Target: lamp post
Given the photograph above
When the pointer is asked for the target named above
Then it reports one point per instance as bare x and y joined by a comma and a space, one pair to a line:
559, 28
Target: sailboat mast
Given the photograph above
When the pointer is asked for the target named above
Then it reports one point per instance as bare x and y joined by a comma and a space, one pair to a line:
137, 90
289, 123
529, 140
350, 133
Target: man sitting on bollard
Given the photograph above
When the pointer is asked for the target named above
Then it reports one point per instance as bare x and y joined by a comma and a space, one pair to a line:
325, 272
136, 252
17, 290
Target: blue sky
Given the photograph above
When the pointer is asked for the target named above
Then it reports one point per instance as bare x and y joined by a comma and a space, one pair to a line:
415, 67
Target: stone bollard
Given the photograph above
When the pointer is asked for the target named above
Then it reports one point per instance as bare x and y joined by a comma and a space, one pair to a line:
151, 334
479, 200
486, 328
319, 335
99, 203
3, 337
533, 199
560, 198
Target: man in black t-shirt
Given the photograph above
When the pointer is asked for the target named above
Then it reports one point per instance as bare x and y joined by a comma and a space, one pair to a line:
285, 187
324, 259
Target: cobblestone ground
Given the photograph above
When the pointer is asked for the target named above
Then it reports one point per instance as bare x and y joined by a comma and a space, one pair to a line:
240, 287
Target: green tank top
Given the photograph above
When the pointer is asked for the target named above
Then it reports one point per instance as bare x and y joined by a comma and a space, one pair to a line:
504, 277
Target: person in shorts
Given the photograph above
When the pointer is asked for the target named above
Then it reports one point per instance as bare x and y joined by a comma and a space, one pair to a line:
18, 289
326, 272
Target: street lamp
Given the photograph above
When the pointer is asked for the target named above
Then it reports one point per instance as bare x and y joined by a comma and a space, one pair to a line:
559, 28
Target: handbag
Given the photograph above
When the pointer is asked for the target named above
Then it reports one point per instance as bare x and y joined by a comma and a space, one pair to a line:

WRITTEN REQUEST: Please return every one of the records above word for word, changing nothing.

SOLUTION FOR THIS TASK:
Target: lamp post
Given the photograph above
When the pointer is asked for the target named above
Then it reports one point per instance as bare x and y joined by a comma and a space, one pair to a line:
559, 28
Target: sailboat mast
Given the photograph above
When the pointer is asked for the target named above
Then it reports one point per instance as bare x and y joined by a comma and a space, one pair to a line:
137, 90
289, 123
529, 140
350, 133
Target: man sitting on bollard
Given the photograph above
When the pointer is asked for the target named above
Then it reports one point per instance as bare x and y joined by a comma and a space, one pair to a line:
325, 272
136, 252
17, 290
Target: blue sky
Given the photograph above
When the pointer is asked for the target named above
Then it reports one point per instance as bare x and y joined by a comma and a space, one pair to a line:
415, 67
Target: stone bollard
Given the photograph above
When the pointer is asked for the target named above
Then it reports one point per instance as bare x and y joined by a comma and a space, one pair to a line:
151, 334
479, 200
486, 328
319, 335
99, 203
3, 337
533, 199
560, 198
Target: man in black t-shirt
Given the photograph above
When the pointer is asked for the target named above
Then it reports one point per instance as bare x and y joined by a comma and a space, one pair to a line:
285, 187
324, 259
Target: cobblestone ground
Given the photograph above
When the pointer is asked for the target named above
Then it reports one point per instance as bare x and y joined by a comma and a space, one pair to a line:
240, 287
Target: green tank top
Given the photograph above
When the pointer is asked for the target named above
Then it reports one point per instance as bare x and y joined by a comma and a space, one pair to a line:
504, 277
Target: person in shorts
Given the photograph above
When the pointer is asked for the target named above
Then it reports one point per instance as bare x and y joined by a comma and a space, one pair to a line:
18, 289
326, 272
Target: street lamp
Given the photograph above
When the pointer is asked for the target named above
Then it reports one point per instance as bare x and y joined by a comma and a space, one pair to a line:
559, 28
Target: handbag
Given the photograph above
When the pointer is asked for the target named above
Then it reports one point per instance as bare x and y joined by a comma and a space, one pair to a line:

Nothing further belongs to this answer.